### [WORK REQUEST 1]
For each statement below, say whether it agrees with the text on Lowe’s omnichannel strategy. Answer yes or no and quote the words of the text that decide it. (a) Lowe’s introduced buy online, pick up in store within six weeks of the pandemic. (b) Lowe’s moved its rugs from the home-decor section to the carpet section. (c) Sharma named the contact center as one of the customer touchpoints.
### [WORK REQUEST 2]
Continue the text on Lowe’s omnichannel strategy below, starting right after its last sentence.

### [SOURCE DOCUMENT]
○ ○ ○ ○
Inside Lowe’s omnichannel strategy
That DIY project you finally got around to during Covid? It forever changed Lowe’s omnichannel strategy.
Within six weeks of the pandemic, Lowe’s introduced buy online, pick up in store, Neelima Sharma, Lowe’s SVP of e-commerce, marketing, and merchandising technology, told Retail Brew.
It was one of the first moves that reshaped the company’s thinking.
“What we’re building is a ground-up omnichannel technology architecture, so that at any point in that journey, from inspiration to installation, customers’ experience across multiple touchpoints—stores, online, contact center—is as seamless as possible,” Sharma said.
E-comm habits are informing how Lowe’s approaches its stores, Sharma said, with the retailer now making it a point to group products that are typically bought together online. For example, she noted that Lowe’s moved its rugs from the carpet section of stores to its home-decor section.
“We realized that people who are buying a rug, they’re typically in a decor setting. They’re looking at a curtain, then they’re looking at a plant, and then they’re looking at the artwork, and then they’re selecting a rug,” Sharma said. “Now we’ve done that, and our rugs are selling like hotcakes.”
○ ○ ○ ○
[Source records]

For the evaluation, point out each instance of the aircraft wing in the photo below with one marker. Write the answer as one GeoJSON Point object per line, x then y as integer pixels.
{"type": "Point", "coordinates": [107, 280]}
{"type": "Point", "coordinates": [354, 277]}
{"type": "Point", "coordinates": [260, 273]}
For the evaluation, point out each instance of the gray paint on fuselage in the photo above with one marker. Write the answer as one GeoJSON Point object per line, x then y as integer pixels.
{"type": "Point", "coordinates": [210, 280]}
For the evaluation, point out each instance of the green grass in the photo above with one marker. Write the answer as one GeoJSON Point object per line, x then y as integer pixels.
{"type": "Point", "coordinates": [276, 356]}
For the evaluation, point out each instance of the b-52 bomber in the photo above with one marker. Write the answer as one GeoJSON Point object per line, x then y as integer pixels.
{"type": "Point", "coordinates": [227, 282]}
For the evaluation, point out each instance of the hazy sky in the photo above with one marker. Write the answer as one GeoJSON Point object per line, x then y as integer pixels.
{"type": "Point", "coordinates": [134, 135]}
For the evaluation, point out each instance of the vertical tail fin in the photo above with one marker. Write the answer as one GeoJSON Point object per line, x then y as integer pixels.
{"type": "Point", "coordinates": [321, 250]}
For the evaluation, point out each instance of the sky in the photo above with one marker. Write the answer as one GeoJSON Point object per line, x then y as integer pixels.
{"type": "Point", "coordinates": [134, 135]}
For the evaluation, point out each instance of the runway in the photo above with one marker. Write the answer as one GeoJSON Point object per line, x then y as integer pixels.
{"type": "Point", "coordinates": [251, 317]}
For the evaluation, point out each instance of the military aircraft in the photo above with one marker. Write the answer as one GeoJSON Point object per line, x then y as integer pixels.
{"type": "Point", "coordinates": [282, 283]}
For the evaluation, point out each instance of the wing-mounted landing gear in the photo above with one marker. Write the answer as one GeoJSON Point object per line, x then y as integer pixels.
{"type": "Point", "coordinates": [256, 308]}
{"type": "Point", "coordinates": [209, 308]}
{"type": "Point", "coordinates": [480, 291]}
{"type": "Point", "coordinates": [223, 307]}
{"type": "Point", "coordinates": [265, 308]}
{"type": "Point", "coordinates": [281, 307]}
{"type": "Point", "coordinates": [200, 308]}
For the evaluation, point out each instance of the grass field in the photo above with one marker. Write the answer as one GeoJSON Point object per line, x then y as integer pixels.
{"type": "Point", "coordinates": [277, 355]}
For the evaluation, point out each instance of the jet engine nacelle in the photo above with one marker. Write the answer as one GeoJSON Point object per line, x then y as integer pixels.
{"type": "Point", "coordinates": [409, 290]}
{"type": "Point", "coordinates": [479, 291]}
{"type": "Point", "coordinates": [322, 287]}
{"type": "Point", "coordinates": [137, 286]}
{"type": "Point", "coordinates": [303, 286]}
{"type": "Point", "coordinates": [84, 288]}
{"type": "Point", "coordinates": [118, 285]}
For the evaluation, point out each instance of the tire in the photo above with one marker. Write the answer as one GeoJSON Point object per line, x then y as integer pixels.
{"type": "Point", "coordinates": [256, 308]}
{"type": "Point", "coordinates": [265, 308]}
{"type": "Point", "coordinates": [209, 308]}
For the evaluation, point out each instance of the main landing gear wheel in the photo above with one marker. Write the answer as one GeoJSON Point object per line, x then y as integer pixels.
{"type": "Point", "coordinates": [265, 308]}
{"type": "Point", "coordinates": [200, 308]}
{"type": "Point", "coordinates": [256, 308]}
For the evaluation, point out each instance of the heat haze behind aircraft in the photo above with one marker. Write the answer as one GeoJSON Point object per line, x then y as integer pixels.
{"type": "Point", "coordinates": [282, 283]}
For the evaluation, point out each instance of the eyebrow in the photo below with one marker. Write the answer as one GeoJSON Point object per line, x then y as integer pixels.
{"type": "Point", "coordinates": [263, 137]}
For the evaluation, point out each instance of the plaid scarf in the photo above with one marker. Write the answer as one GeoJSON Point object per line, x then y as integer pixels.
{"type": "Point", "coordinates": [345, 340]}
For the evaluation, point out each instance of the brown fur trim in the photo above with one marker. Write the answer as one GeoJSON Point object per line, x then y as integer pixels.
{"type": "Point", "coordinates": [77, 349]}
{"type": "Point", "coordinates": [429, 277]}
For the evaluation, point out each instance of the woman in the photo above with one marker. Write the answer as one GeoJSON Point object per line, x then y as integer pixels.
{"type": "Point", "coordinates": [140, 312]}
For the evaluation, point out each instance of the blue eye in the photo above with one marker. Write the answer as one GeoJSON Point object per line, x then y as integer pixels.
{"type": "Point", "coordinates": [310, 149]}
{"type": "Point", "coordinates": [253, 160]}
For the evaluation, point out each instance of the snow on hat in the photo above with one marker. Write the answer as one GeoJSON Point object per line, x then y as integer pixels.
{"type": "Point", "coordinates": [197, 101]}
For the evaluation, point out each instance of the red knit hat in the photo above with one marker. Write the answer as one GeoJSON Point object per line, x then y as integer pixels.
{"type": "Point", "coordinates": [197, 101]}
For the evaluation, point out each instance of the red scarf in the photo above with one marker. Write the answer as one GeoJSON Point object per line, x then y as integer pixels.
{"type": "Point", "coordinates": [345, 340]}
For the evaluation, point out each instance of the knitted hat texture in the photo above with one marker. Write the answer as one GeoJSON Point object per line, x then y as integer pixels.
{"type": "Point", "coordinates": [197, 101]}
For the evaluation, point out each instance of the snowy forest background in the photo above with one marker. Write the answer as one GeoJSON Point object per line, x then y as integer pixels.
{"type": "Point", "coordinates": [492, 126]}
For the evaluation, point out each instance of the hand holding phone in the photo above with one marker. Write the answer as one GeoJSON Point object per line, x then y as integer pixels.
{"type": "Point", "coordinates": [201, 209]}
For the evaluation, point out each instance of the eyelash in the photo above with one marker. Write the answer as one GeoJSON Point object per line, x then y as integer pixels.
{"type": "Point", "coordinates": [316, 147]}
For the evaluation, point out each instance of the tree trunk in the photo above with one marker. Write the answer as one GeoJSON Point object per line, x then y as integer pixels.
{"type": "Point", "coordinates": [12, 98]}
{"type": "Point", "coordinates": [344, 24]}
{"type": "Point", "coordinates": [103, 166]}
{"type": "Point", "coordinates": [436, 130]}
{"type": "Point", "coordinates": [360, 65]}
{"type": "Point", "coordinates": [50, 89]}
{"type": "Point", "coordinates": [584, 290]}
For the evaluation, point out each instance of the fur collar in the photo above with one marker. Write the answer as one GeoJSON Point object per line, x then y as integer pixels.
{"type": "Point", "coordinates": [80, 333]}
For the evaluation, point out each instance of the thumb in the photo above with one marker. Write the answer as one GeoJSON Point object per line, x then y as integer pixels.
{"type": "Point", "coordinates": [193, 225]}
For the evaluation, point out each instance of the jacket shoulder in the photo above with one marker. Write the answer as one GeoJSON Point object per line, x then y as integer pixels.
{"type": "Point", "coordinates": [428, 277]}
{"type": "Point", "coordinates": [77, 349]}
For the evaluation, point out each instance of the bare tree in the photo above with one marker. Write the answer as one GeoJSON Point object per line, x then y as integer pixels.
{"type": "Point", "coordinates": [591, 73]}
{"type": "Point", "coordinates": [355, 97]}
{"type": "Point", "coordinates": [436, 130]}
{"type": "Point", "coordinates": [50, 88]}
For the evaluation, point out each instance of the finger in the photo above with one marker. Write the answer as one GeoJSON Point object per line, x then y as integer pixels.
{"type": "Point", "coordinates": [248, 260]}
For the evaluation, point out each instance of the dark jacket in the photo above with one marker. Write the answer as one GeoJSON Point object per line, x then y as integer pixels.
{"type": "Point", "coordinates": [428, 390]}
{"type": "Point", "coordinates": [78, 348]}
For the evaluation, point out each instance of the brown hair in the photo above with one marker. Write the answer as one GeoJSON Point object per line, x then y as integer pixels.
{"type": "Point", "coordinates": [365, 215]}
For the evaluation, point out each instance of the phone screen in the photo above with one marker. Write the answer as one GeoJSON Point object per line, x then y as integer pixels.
○ ○ ○ ○
### [EXERCISE RESULT 1]
(a) Yes: "Within six weeks of the pandemic, Lowe’s introduced buy online, pick up in store"
(b) No: "Lowe’s moved its rugs from the carpet section of stores to its home-decor section."
(c) Yes: "stores, online, contact center"

### [EXERCISE RESULT 2]
Change it up: Getting out ahead of consumer expectations is key, said Joe Derochowski, VP and home industry advisor at the NPD Group. “There’s been a lot of changes in how people get inspired on the research, how they make the transaction, how they pay, and how they get delivered,” he told us, shifting the conversation more to, “How do we make that easier for the consumer?”
Sharma echoed that much of the challenge with curating an omnichannel experience today is keeping up with the needs and speeds of shoppers. They want their experience to be more frictionless, and she’s noticed a shift in comfort levels, particularly online. So Lowe’s has updated its tool kit accordingly.
The goal for Lowe’s at the end of the day, Sharma said, is to make it easy for customers to shop wherever they want.
“Our shopping journeys are long, right?” Sharma said. “These are big purchases they’re making…We want to provide customers [with] tools, that way, any need for them to go to the store is mitigated in case they don’t want to go there.”
Looking ahead…With the home-improvement category expected to continue growing, Kearney partner Michael Brown believes omnichannel is where those retailers should focus their efforts.
“They need to think about both the integral interaction with the consumer physically and digitally together. And then also need to really think about the deployment of their assets based on that,” he said. “So, expanding chains of stores where necessary, contracting them where necessary, continuing to push the customer from one channel to the other—an integrated experience is the only way to go.”